§ **AVAILABLE RECORDS**:
** BEGIN **

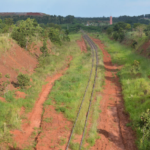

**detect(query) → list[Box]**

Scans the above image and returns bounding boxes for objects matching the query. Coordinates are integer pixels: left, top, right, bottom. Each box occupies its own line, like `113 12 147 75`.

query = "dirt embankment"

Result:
91 39 137 150
77 37 87 52
0 39 51 90
11 57 72 150
137 40 150 58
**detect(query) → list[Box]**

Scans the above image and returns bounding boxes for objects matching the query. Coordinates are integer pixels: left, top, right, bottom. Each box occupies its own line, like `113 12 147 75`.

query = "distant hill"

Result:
0 12 47 16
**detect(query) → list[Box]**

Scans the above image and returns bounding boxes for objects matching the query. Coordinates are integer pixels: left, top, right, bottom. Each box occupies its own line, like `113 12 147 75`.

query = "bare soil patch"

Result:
11 56 72 149
15 91 26 99
91 39 137 150
77 37 87 53
36 106 72 150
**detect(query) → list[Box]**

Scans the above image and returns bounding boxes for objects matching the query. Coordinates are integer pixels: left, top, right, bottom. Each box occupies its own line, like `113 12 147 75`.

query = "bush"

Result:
17 73 30 88
0 73 2 78
40 40 48 57
48 28 61 45
11 30 26 48
5 73 10 78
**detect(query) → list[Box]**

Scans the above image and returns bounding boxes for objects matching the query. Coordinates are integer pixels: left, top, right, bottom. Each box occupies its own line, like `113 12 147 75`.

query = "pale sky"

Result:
0 0 150 17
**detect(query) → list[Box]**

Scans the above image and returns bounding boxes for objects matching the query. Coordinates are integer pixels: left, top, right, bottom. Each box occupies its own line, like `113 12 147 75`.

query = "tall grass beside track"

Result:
0 33 81 148
92 35 150 150
44 35 104 150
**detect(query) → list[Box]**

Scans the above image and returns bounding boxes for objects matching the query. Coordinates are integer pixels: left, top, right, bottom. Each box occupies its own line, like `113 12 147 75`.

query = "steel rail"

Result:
66 35 94 150
79 35 98 150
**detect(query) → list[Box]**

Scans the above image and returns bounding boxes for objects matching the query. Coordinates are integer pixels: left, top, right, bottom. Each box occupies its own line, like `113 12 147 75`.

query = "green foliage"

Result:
40 39 49 57
106 27 113 35
133 23 141 28
113 32 119 41
11 18 42 48
5 73 10 78
4 18 14 26
132 40 138 48
131 60 140 74
97 35 150 150
144 25 150 38
141 109 150 143
17 73 30 88
11 30 27 48
48 28 61 45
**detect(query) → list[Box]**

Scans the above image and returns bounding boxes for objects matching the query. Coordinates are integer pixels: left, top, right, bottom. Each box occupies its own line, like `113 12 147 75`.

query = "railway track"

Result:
66 32 98 150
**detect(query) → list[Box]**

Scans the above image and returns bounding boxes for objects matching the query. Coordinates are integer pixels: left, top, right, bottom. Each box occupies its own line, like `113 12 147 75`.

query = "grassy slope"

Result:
92 35 150 150
0 34 81 146
45 37 104 150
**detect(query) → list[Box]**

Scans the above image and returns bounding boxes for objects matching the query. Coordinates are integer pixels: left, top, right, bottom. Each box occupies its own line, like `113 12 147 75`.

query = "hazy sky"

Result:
0 0 150 17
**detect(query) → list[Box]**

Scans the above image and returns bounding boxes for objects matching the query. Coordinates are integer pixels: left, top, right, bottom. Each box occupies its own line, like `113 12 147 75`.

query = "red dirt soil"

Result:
91 39 137 150
15 91 26 99
138 40 150 58
0 41 51 90
11 57 72 150
0 43 38 87
77 37 87 53
36 106 72 150
0 97 7 103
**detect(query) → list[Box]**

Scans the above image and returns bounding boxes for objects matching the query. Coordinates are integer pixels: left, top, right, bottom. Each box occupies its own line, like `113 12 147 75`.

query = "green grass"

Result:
44 34 104 149
0 35 13 55
0 33 82 146
95 35 150 150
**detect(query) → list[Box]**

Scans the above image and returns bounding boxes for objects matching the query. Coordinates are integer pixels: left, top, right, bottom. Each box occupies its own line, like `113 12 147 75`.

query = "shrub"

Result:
11 30 26 48
5 73 10 78
0 73 2 78
17 73 30 88
132 40 138 48
140 109 150 148
48 28 61 45
40 40 48 57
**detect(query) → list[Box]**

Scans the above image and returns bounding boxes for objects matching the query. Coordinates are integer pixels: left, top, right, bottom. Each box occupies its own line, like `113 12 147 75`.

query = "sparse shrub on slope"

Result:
48 28 61 45
11 30 26 48
17 73 30 88
40 39 48 57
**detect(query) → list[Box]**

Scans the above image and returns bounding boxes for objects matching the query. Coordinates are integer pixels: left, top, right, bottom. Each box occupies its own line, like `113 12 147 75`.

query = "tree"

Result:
48 28 61 45
5 18 14 26
40 39 48 57
144 25 150 38
136 24 145 37
125 23 131 30
106 27 113 35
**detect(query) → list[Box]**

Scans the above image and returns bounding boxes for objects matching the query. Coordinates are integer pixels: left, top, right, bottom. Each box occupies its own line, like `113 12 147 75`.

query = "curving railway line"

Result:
66 32 98 150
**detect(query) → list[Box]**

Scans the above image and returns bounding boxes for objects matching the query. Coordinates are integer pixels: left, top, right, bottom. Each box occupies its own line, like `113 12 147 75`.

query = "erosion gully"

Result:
12 34 137 150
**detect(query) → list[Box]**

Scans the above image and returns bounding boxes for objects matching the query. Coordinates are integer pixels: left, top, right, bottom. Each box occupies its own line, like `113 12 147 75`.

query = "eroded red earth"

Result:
11 57 72 149
91 39 137 150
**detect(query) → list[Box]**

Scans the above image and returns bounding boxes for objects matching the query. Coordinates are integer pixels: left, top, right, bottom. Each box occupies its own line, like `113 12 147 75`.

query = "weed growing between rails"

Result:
84 49 105 149
38 37 91 149
92 35 150 150
0 34 81 149
69 37 104 150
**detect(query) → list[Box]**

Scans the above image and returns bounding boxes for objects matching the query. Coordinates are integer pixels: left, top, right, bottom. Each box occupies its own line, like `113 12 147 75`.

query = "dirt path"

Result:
12 57 72 149
77 37 87 53
91 39 137 150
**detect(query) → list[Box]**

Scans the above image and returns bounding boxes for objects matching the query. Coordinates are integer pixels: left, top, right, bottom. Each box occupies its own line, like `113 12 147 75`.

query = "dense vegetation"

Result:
91 28 150 150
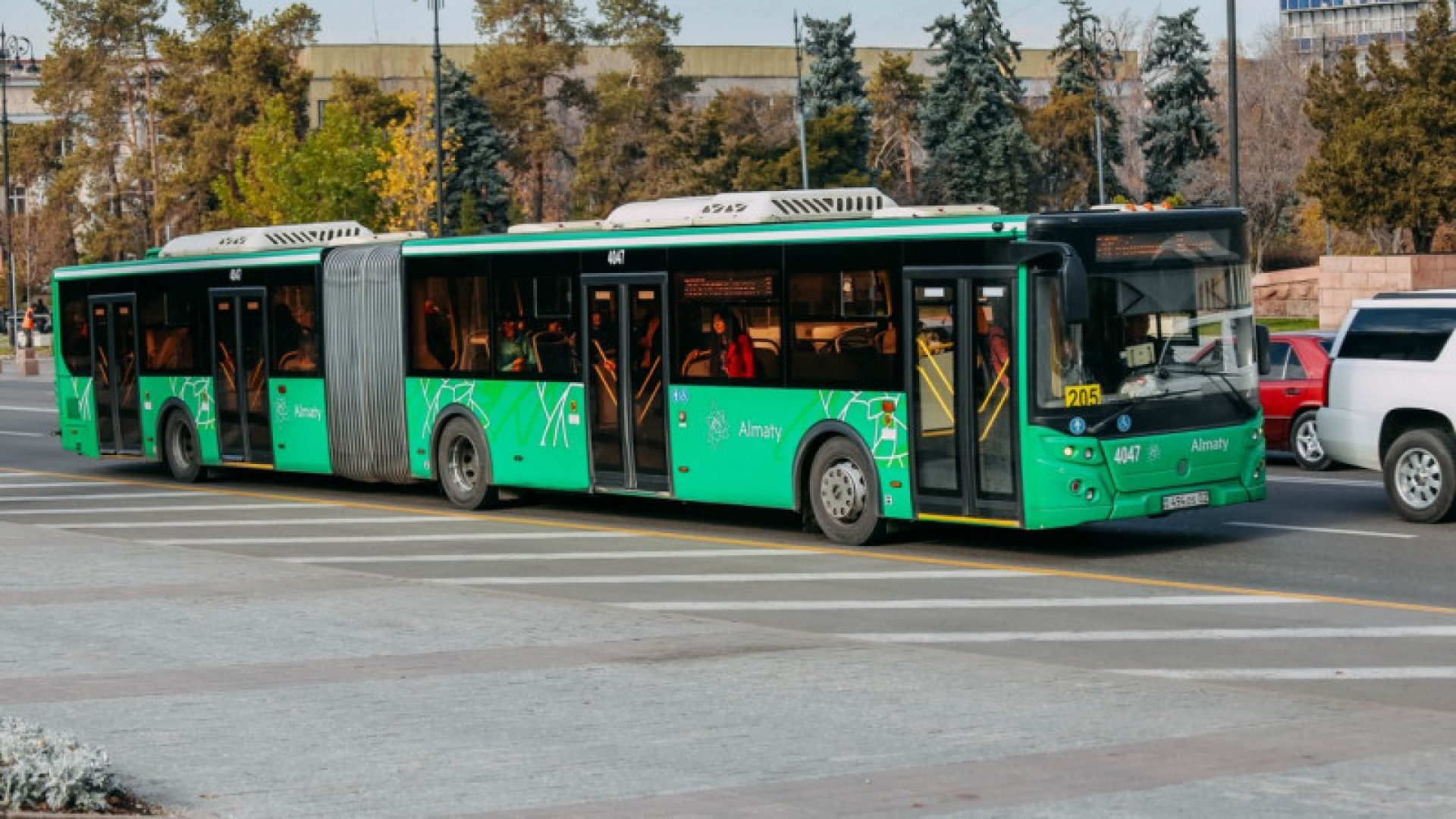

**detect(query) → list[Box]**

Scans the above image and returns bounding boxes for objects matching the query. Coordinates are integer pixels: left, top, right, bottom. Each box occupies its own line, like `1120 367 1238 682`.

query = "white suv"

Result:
1316 290 1456 523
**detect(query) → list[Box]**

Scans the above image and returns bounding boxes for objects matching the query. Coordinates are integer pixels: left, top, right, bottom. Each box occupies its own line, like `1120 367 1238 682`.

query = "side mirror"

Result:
1254 324 1274 376
1008 242 1089 324
1057 245 1087 324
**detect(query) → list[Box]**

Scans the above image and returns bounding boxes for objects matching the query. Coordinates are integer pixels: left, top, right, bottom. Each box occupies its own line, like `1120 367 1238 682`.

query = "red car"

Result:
1260 332 1335 469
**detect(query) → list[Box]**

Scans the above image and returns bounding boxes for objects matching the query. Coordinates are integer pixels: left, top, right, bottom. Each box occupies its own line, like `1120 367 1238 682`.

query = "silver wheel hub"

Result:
448 436 481 494
172 425 195 466
1395 449 1442 509
1294 424 1325 460
820 460 869 523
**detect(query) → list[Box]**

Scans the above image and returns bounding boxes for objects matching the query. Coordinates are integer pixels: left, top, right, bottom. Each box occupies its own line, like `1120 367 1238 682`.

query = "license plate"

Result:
1163 491 1209 512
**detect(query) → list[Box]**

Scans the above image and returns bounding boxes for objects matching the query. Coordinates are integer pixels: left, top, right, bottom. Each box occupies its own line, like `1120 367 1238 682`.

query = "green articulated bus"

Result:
52 188 1266 545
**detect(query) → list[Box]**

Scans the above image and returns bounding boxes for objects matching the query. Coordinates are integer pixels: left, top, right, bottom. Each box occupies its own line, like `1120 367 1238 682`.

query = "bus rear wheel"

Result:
162 413 204 484
435 419 498 509
808 438 885 547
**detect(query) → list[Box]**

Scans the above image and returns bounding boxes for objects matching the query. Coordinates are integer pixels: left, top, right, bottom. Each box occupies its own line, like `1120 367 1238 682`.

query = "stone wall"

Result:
1254 267 1320 319
1316 253 1456 329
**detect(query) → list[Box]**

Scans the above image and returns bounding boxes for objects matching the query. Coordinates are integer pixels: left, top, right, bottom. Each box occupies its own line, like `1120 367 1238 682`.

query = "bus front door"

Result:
89 296 141 455
209 287 272 463
582 275 668 493
905 268 1022 525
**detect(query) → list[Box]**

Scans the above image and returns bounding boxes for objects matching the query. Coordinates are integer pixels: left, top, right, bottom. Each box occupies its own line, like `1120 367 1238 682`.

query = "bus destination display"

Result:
682 274 774 300
1097 231 1238 262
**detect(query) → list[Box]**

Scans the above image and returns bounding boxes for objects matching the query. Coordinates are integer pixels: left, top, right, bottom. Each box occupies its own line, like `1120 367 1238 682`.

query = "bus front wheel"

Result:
808 438 885 547
435 419 498 509
162 411 202 484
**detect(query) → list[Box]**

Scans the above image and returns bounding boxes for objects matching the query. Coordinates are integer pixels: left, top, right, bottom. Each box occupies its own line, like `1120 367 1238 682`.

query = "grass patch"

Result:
1260 316 1320 332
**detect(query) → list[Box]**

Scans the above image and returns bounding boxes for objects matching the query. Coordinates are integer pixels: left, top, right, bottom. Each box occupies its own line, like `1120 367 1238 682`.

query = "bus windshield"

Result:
1032 258 1258 435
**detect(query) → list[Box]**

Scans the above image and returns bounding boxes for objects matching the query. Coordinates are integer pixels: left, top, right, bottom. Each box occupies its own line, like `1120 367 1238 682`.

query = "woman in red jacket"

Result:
711 310 757 379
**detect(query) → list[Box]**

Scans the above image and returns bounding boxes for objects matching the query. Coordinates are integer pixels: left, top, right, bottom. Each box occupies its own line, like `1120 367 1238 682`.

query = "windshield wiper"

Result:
1087 389 1203 436
1160 364 1254 419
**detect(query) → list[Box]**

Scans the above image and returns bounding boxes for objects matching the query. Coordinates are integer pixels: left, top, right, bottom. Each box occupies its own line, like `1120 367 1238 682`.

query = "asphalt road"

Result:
0 372 1456 711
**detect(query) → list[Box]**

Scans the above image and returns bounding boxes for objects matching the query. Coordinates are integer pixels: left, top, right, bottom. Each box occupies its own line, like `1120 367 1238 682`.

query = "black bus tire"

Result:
1383 430 1456 523
162 411 207 484
808 438 885 547
435 419 500 509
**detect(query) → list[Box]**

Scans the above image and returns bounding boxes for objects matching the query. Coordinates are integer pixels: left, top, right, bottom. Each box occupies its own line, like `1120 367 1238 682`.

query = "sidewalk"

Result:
0 348 55 381
0 523 1456 819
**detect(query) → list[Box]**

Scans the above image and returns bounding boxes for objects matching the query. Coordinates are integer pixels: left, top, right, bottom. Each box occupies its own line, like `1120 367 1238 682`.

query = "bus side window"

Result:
673 270 783 384
789 270 900 384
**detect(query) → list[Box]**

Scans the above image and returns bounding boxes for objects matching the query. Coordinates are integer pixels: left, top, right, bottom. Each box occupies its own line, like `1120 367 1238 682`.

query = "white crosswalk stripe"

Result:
0 484 199 503
840 625 1456 642
141 530 636 547
275 549 814 564
429 568 1031 586
46 516 472 529
614 595 1312 612
0 503 325 516
1109 666 1456 682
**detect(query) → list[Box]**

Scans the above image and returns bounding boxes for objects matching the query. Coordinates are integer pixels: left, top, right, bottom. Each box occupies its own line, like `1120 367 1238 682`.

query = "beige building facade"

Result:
299 44 1056 122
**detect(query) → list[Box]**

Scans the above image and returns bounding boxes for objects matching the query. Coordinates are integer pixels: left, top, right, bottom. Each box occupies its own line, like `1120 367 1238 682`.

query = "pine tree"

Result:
573 0 698 217
1038 0 1127 204
440 60 511 236
1301 3 1456 253
1138 9 1219 201
804 14 871 187
920 0 1035 210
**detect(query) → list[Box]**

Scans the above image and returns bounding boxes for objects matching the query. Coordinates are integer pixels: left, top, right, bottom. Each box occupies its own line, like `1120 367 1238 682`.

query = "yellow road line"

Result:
11 466 1456 615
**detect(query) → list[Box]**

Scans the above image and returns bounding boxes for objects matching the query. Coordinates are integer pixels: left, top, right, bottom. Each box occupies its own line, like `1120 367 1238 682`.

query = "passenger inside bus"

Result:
500 318 536 373
708 310 758 379
425 299 456 370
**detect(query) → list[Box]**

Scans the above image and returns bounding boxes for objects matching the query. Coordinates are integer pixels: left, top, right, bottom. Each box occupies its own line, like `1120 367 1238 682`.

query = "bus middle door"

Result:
89 294 141 455
582 274 670 494
904 268 1022 525
209 287 274 465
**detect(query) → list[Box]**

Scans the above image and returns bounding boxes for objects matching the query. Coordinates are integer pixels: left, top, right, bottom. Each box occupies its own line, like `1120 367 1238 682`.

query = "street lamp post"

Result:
1092 22 1122 204
429 0 446 236
0 25 41 350
793 10 810 191
1228 0 1239 207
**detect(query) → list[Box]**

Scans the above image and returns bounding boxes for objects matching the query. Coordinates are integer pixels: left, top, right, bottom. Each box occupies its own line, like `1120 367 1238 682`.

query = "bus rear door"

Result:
904 267 1022 526
89 294 141 455
209 287 274 463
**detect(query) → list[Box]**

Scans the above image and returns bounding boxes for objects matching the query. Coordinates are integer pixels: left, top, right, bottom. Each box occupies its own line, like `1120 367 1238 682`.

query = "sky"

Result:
0 0 1279 55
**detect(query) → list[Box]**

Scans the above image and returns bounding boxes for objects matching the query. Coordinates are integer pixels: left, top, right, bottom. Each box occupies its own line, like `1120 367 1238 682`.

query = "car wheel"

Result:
162 411 204 484
1288 413 1329 472
808 438 885 547
1385 430 1456 523
435 419 498 509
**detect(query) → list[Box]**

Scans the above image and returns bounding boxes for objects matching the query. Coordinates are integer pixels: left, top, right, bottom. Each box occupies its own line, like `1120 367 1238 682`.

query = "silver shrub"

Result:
0 717 121 810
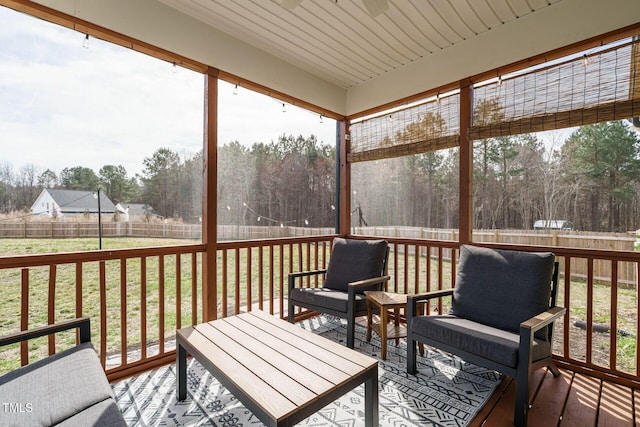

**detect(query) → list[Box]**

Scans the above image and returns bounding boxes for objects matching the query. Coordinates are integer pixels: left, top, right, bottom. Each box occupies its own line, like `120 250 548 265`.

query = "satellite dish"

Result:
280 0 389 18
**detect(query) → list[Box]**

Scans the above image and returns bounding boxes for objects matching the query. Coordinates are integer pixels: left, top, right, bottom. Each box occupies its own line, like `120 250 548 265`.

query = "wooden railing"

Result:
0 236 640 386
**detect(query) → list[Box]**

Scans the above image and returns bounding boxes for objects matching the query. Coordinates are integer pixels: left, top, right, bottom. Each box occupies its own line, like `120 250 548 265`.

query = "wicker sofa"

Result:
0 317 127 426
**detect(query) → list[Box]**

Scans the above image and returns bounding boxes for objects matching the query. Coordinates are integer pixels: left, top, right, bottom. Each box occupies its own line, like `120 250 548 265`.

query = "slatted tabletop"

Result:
177 311 378 426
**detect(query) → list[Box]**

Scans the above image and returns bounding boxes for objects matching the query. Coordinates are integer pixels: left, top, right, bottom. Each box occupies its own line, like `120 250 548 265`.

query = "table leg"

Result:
176 344 187 401
364 366 378 427
393 308 400 347
380 307 387 360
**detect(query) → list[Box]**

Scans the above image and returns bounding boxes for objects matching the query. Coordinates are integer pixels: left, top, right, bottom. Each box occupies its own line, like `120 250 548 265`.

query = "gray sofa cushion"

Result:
323 238 387 293
291 288 367 313
411 315 551 368
56 399 126 427
0 343 126 426
451 245 555 339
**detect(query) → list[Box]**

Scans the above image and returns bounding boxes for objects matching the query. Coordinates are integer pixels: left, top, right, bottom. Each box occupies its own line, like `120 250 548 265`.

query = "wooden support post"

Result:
336 121 351 236
202 68 218 321
458 80 473 244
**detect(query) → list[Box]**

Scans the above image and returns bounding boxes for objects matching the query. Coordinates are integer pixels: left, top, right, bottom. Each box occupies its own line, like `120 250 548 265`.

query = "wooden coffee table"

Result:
176 311 378 427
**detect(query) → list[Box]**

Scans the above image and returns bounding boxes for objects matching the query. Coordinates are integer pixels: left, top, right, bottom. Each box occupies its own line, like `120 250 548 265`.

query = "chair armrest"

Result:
407 289 453 303
347 276 391 288
0 317 91 347
406 289 453 324
520 307 567 332
287 269 327 291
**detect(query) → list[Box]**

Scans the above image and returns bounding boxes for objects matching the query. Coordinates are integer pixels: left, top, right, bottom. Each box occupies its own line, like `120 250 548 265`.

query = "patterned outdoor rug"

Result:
112 316 500 427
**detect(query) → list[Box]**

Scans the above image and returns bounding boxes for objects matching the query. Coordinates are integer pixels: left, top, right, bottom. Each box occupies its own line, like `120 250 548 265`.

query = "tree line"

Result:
0 118 640 232
0 148 202 222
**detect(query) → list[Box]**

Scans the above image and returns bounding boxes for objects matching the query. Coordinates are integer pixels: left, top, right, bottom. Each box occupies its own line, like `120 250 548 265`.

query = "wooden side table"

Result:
364 291 407 360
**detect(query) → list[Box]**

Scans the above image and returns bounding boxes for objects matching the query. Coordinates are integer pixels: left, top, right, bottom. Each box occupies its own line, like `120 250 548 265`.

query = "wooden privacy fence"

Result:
353 227 638 287
0 237 640 387
0 221 202 239
0 222 637 286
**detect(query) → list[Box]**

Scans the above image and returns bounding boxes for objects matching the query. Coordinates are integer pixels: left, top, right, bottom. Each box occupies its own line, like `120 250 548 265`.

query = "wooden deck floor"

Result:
471 369 640 427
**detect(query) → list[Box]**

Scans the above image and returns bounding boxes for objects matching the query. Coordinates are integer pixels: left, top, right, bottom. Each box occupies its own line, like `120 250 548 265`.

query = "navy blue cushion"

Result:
323 237 387 292
411 315 551 368
451 245 555 339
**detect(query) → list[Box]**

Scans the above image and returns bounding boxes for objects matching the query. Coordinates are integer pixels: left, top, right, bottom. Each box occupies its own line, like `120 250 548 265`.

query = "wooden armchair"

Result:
288 238 389 348
407 245 566 427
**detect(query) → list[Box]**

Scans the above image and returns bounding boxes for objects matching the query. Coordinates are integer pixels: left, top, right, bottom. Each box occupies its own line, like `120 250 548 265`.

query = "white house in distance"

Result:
31 188 116 218
116 203 155 222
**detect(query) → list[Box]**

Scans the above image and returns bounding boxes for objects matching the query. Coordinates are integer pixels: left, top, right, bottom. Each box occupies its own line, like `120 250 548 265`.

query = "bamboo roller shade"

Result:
347 36 640 162
347 93 460 162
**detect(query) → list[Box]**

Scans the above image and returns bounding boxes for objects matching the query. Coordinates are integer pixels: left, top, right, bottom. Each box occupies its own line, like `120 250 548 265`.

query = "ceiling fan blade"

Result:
362 0 389 18
280 0 302 10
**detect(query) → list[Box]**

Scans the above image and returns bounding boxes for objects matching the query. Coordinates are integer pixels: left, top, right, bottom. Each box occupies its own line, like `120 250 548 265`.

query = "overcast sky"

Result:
0 6 335 176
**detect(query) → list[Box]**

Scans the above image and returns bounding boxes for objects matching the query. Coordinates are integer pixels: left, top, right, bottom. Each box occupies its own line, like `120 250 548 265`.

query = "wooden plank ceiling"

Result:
161 0 563 88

** END **

§ **OBJECTIVE**: Collect every line of the records that contains the word "soil", and treat uppercase and lowercase letters as different.

§ **WRITTEN REPLY**:
query = "bare soil patch"
query = "red dirt soil"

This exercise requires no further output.